— START RECORDS TO USE —

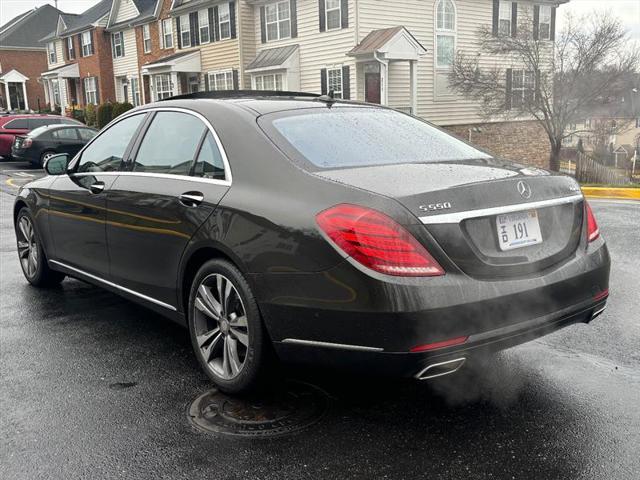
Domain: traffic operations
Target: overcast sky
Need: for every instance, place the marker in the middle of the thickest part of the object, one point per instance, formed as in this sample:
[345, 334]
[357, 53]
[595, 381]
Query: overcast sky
[627, 10]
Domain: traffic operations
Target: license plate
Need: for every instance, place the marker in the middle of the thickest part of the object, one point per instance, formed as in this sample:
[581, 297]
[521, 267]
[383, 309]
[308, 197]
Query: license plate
[517, 230]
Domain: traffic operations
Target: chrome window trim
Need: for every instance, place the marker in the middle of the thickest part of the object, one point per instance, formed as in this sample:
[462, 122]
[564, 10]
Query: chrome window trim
[225, 160]
[115, 285]
[340, 346]
[486, 212]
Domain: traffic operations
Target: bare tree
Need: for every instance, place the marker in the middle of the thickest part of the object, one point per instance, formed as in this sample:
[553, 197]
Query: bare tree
[556, 80]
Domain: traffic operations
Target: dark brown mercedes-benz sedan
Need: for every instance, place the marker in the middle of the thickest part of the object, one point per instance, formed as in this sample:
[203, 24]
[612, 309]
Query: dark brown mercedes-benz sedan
[297, 227]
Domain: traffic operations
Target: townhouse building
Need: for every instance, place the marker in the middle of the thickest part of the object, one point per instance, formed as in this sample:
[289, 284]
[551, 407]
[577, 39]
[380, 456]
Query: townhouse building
[23, 57]
[80, 67]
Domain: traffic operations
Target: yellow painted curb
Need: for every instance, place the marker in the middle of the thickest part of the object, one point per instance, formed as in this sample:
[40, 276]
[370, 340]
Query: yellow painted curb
[612, 192]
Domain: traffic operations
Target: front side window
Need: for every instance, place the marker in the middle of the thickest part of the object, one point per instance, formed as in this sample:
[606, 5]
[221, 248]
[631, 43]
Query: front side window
[209, 163]
[544, 25]
[504, 25]
[185, 31]
[87, 44]
[224, 21]
[221, 80]
[278, 21]
[364, 137]
[204, 28]
[334, 81]
[333, 12]
[163, 86]
[106, 152]
[175, 153]
[90, 91]
[146, 38]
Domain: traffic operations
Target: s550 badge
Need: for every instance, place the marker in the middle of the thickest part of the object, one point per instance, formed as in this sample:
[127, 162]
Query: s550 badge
[435, 207]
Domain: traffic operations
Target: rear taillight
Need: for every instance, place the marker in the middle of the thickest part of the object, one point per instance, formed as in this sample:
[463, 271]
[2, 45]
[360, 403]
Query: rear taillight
[377, 242]
[593, 232]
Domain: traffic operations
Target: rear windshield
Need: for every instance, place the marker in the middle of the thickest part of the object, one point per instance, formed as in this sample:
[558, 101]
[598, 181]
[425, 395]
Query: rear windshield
[355, 137]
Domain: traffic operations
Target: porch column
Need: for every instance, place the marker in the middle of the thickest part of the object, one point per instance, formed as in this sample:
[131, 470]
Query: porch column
[413, 79]
[24, 94]
[6, 94]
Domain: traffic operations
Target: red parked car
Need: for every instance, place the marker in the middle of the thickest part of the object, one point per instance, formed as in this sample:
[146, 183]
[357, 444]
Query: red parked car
[12, 125]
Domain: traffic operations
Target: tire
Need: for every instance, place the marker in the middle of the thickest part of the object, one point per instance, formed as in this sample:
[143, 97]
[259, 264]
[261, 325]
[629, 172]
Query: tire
[31, 254]
[235, 331]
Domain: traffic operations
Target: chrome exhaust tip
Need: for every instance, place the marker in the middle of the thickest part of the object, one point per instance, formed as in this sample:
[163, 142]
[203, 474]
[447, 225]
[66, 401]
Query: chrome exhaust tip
[440, 369]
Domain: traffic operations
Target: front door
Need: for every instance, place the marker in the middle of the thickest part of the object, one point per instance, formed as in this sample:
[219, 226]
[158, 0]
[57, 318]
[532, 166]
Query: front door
[372, 87]
[175, 183]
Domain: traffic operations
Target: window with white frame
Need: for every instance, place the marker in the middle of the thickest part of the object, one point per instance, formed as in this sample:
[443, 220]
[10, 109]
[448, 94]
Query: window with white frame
[523, 84]
[333, 12]
[224, 21]
[270, 81]
[204, 29]
[117, 44]
[185, 31]
[504, 19]
[146, 38]
[162, 83]
[445, 33]
[221, 80]
[90, 91]
[166, 32]
[544, 23]
[334, 81]
[51, 50]
[71, 51]
[278, 20]
[87, 43]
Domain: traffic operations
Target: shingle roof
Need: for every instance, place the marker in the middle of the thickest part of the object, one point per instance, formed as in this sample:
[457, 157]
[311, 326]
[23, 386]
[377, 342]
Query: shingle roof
[272, 57]
[27, 30]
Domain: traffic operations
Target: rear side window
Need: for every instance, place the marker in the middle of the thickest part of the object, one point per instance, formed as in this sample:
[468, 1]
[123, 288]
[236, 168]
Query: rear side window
[106, 152]
[170, 144]
[358, 137]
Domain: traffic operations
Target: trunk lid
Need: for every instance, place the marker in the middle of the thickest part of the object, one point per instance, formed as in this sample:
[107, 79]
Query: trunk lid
[458, 203]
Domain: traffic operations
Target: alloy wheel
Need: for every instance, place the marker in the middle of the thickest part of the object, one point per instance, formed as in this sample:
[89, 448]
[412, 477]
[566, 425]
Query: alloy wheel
[27, 247]
[221, 326]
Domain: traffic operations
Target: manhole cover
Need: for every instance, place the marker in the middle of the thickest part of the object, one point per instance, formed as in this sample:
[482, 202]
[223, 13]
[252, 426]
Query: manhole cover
[292, 407]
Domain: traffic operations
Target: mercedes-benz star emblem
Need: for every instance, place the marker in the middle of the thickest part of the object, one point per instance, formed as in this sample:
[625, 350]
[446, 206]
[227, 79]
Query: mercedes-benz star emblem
[524, 190]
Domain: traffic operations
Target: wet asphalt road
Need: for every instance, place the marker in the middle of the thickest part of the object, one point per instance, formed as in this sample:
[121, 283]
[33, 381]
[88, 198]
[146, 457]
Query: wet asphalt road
[92, 386]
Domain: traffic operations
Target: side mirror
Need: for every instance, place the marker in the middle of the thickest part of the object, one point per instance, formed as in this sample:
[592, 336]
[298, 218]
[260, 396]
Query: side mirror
[57, 164]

— END RECORDS TO USE —

Determine how many lines of the records above contain the word "rear", treating case as significant, and reply with the number alone.

EXPECTED OUTPUT: 6